# [Exercise aim]
In the data below, how many lines contain the string "arrow"? Give only the number.

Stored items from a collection
***

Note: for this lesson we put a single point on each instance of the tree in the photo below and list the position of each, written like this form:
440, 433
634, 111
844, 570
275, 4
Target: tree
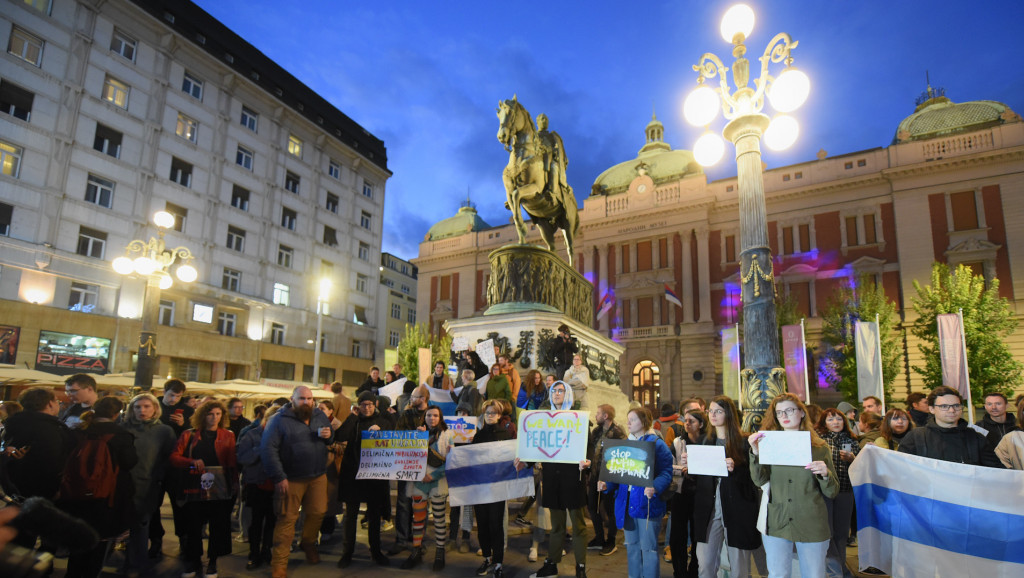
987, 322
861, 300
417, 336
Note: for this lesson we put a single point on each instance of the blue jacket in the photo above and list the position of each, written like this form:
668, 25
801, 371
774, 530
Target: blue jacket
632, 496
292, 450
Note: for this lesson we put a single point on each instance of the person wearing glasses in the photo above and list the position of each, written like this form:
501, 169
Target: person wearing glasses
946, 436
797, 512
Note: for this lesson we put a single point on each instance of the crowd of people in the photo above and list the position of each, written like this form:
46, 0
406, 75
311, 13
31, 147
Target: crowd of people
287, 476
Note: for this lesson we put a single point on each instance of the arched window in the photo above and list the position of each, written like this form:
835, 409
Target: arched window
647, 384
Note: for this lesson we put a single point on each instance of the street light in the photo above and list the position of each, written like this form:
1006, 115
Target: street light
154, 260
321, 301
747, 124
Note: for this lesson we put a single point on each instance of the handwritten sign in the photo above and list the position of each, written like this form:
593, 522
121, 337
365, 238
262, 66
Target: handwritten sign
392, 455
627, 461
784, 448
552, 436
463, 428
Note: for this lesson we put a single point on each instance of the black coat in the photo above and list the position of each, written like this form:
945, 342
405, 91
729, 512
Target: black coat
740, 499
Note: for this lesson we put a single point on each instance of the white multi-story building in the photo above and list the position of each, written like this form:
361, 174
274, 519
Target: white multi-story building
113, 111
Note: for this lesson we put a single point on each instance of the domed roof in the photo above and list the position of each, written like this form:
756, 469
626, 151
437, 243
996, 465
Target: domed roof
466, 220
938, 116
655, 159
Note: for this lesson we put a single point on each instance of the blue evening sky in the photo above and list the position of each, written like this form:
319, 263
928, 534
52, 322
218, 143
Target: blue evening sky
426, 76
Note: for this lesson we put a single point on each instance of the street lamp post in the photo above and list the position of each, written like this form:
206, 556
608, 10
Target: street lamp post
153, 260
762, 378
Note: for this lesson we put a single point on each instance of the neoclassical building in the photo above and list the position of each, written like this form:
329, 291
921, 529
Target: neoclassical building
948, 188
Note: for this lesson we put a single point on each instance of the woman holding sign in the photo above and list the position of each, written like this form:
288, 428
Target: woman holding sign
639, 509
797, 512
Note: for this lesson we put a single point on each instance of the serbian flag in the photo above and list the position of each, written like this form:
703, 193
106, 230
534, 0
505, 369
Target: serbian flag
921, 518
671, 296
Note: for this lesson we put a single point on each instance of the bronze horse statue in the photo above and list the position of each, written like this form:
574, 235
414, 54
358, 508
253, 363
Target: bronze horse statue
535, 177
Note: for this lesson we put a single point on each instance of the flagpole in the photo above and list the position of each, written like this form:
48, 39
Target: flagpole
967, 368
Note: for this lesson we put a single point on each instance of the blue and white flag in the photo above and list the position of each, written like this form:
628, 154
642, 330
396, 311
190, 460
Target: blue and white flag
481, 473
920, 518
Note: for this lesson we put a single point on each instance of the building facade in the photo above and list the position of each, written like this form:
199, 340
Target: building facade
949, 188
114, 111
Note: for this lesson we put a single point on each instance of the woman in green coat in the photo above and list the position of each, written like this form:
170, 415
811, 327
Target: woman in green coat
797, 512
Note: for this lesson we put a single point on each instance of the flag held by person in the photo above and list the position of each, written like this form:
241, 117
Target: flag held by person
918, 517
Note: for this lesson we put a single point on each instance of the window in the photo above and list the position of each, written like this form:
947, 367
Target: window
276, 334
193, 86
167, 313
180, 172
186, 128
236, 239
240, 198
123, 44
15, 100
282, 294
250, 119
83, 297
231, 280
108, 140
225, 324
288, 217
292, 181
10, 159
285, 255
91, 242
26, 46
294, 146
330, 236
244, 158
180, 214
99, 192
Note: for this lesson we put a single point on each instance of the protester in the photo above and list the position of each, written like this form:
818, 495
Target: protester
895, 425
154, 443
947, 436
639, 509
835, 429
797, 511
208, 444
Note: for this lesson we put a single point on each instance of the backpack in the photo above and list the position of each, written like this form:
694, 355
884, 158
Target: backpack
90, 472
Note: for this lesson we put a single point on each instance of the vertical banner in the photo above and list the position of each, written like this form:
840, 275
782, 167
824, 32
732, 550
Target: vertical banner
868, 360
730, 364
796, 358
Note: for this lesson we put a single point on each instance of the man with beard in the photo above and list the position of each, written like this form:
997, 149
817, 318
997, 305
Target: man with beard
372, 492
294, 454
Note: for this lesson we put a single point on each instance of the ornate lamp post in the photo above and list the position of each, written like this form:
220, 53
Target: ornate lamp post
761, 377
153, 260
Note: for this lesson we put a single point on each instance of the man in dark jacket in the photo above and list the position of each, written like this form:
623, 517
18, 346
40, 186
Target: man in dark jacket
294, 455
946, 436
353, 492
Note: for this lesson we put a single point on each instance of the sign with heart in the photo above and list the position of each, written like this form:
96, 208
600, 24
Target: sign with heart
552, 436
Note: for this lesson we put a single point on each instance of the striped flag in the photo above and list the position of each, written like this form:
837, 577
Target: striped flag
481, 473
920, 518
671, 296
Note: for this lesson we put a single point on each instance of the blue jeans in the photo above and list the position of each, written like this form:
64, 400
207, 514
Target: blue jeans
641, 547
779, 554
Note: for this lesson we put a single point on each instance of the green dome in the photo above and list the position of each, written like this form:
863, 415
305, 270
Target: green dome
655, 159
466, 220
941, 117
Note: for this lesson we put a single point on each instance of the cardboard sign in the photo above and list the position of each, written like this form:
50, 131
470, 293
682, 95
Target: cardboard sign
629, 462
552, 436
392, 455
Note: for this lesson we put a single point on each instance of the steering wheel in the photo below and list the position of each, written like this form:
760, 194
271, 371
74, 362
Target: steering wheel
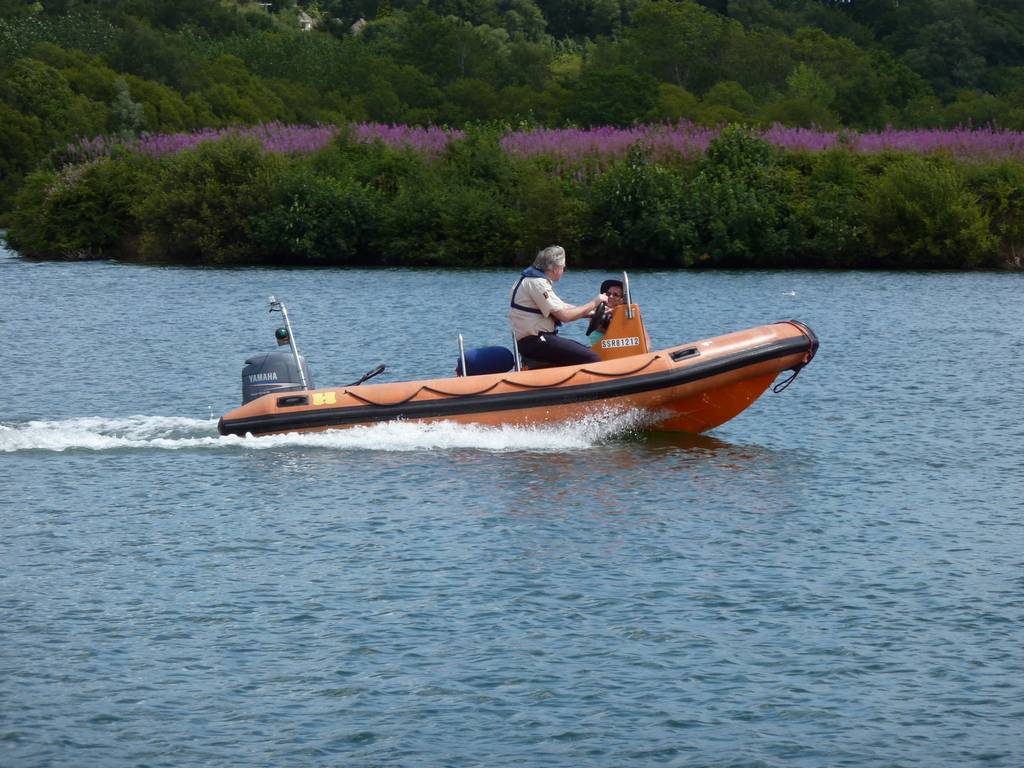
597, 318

***

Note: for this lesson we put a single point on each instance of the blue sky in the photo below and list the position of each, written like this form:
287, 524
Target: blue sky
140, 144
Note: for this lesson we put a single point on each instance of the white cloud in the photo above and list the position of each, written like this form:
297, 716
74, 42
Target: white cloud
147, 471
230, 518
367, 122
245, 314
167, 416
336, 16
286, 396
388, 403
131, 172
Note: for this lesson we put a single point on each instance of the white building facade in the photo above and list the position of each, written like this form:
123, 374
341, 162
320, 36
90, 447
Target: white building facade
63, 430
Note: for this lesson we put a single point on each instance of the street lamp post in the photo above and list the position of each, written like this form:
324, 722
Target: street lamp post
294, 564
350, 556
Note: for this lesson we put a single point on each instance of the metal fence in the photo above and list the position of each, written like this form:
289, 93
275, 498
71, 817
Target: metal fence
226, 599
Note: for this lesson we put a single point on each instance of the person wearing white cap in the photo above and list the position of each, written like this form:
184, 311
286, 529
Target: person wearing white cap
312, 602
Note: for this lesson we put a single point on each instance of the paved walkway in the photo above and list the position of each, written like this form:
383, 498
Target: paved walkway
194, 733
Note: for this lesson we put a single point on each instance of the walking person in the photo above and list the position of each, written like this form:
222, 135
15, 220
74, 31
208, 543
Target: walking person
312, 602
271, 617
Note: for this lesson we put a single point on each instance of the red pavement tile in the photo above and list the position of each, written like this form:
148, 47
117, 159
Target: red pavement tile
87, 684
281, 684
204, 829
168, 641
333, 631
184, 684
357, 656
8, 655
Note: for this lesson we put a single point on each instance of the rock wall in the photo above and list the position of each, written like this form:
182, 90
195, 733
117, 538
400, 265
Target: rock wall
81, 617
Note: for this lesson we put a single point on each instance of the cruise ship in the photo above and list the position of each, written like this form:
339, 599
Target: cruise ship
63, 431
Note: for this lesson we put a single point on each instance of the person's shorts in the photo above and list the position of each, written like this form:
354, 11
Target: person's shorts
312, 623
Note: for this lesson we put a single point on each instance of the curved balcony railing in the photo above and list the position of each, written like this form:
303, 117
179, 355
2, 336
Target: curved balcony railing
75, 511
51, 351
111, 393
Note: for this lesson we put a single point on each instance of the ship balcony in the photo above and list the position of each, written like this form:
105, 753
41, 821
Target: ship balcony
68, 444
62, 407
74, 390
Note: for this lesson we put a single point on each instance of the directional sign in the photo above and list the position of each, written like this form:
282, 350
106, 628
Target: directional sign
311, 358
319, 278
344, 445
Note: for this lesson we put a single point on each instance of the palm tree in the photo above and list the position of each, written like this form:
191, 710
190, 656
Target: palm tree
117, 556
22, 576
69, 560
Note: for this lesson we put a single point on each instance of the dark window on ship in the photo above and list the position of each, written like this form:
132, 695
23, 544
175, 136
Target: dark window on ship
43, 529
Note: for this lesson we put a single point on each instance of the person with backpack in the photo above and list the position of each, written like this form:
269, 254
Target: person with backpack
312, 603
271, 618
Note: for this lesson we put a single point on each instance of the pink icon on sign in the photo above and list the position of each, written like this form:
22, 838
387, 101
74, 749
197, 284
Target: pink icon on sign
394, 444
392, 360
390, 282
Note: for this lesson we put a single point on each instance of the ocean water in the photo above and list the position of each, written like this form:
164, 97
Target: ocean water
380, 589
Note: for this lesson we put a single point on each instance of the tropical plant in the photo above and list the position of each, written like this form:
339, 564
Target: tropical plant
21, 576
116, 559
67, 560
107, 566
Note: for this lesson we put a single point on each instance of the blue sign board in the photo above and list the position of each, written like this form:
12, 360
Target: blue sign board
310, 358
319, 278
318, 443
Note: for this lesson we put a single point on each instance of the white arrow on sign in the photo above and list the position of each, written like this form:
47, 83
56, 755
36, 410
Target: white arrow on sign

***

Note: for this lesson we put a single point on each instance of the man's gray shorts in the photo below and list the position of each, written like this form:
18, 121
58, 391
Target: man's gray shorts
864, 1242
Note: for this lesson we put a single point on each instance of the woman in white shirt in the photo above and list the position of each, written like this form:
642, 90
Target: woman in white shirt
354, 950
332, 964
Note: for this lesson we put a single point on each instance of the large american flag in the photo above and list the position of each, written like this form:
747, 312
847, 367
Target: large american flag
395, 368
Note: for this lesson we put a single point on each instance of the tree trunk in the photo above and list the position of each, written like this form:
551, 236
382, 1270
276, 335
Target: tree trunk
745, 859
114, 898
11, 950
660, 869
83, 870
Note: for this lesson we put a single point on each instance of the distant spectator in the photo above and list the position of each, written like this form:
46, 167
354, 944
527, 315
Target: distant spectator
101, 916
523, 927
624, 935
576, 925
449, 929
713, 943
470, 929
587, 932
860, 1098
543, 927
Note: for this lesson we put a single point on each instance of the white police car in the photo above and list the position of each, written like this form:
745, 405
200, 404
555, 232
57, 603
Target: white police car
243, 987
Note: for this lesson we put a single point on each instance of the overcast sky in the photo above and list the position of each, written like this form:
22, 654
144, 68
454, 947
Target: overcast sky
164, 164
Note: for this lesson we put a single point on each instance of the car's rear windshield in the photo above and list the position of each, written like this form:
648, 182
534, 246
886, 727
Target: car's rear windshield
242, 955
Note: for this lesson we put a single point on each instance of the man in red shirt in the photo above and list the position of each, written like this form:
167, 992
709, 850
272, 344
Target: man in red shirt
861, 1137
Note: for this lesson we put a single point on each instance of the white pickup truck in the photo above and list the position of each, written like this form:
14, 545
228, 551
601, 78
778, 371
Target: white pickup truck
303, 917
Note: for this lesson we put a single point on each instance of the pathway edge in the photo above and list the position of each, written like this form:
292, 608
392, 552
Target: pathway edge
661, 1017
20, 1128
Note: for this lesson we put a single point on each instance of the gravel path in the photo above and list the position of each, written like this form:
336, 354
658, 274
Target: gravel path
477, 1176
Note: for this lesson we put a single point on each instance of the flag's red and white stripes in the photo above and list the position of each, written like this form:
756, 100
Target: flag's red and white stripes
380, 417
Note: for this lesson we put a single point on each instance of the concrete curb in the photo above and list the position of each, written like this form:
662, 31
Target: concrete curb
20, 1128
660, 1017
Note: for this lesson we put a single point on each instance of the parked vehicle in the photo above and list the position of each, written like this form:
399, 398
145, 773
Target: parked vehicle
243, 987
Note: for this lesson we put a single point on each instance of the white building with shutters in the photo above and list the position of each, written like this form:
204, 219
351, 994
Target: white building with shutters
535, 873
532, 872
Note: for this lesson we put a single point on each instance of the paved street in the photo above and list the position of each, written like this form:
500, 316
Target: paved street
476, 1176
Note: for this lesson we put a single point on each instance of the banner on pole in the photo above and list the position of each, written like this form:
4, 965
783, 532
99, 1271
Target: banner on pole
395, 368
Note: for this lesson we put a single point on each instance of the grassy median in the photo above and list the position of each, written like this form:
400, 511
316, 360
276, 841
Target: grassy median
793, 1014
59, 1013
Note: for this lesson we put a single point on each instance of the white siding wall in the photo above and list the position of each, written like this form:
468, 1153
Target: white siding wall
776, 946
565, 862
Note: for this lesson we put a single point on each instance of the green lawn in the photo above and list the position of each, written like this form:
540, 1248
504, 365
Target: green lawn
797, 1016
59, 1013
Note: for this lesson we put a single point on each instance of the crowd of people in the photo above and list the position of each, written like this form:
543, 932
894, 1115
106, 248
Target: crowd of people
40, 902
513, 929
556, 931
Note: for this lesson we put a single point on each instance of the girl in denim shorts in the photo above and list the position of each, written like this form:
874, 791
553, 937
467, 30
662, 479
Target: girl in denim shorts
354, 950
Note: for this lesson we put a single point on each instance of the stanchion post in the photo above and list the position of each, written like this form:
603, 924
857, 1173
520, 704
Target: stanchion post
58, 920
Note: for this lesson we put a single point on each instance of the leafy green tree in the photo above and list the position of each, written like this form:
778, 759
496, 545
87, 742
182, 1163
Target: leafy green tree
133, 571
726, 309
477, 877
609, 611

***

# [Task response]
2